[[ RECORDED INFORMATION, beginning ]]
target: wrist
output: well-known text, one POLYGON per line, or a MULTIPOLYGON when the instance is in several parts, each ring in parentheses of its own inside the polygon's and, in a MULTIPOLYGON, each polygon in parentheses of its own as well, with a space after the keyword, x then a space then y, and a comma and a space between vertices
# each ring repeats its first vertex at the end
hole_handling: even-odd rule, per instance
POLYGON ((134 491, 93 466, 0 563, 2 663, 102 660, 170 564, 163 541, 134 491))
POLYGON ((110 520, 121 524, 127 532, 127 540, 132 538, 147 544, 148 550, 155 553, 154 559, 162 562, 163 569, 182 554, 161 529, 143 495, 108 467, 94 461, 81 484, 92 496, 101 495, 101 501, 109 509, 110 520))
[[ RECORDED INFORMATION, end ]]
# [WORK INSTRUCTION]
From the listing above, extract all records word for word.

# [RESPONSE BELOW]
target: wrist
output: well-known text, one POLYGON per line, or a MULTIPOLYGON when the instance is in several parts, each ring in parentheses of its own inside the polygon's and, in a MULTIPOLYGON, each polygon in parentheses of its own as well, with a space after the keyword, x then a space then y, and a comma and a space between vertices
# each ring repeats its first vertex at the end
hole_handling: even-odd rule, per instance
POLYGON ((134 491, 93 466, 0 563, 2 663, 102 660, 170 564, 163 541, 134 491))
POLYGON ((110 520, 121 524, 127 532, 127 540, 132 538, 147 544, 148 550, 155 553, 154 559, 162 562, 163 569, 182 554, 161 529, 143 495, 108 467, 94 461, 81 484, 92 496, 101 495, 101 501, 109 509, 110 520))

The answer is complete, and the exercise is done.